**PRZEKAZANY TEKST**
------------------------------------------------
9 września 1939 roku, w godzinach popołudniowych, Armia “Poznań” rozpoczyna natarcie na rozciągnięte pomiędzy Łęczycą i Łowiczem lewe skrzydło niemieckiej Grupy Armii Południe – główne uderzenie prowadzone jest w kierunku na Stryków pod Łodzią. Całkowicie zaskoczone i zdezorientowane jednostki niemieckie ponoszą ciężkie straty i dają się zepchnąć daleko na południe. Po trzech dniach walk, Armia “Poznań” osiąga linię Ozorków-Stryków, gdy w tym samym czasie, Grupa Operacyjna gen. Bołtucia z Armii “Pomorze” podchodzi pod Łowicz i zdobywa miasto po ciężkich bojach. Na północnym wschodzie zajęty zostaje również Sochaczew. Pozostała część Armii ”Pomorze” wiąże walkami od północy i północnego zachodu jednostki niemieckiej Grupy Armii Północ. Polacy rozbijają całkowicie niemiecką 30 Dywizję Piechoty, nazistowskie linie zaopatrzeniowe zostają przerwane a wojska hitlerowskie odrzucone na południe i zepchnięte do defensywy. Sztab niemiecki zlokalizowany w Łodzi rozpoczyna pospieszne przygotowania do ewakuacji, w obawie przed zbliżającymi się Polakami. Niestety mimo początkowych sukcesów, 12 września gen. Kutrzeba decyduje się na wstrzymanie dalszego ataku.  Bezpośrednią przyczyną jest odwrót Armii “Łódź” do Modlina – do tego momentu gen. Kutrzeba liczył na przeprowadzenie skoordynowanych działań z Armią “Łódź”, jednak nie udało mu się nawiązać łączności z jej dowództwem – kończy się I faza bitwy.
------------------------------------------------
**DOSTARCZONE INFORMACJE**

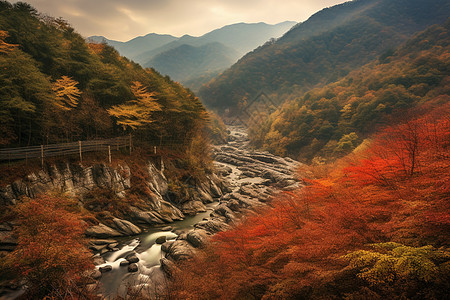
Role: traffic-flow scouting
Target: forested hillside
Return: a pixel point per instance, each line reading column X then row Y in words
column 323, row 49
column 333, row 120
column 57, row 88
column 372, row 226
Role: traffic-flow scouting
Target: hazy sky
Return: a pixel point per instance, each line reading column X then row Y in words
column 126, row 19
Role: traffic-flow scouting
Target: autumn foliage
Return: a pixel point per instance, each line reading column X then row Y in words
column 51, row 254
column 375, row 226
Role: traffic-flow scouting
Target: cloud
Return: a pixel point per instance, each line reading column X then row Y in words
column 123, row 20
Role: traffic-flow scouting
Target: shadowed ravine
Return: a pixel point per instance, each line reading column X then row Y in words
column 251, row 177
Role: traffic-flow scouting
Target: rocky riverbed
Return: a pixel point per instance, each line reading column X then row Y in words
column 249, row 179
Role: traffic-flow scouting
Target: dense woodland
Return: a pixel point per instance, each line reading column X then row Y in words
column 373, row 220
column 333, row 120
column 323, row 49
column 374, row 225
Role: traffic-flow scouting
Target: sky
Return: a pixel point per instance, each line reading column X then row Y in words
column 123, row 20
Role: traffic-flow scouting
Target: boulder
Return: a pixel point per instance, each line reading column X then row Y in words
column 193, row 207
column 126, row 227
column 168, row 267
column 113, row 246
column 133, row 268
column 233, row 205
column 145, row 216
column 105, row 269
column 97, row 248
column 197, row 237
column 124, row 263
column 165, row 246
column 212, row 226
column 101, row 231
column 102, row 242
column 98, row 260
------------------------------------------------
**POLECENIE I WYMAGANIA**
Którego dnia, według tekstu o natarciu Armii „Poznań” we wrześniu 1939 roku, gen. Kutrzeba zdecydował się wstrzymać dalszy atak? Wiersze pochodzą z innego źródła niż tekst.

**ODPOWIEDŹ NA ZADANIE**
Gen. Kutrzeba zdecydował się wstrzymać dalszy atak 12 września.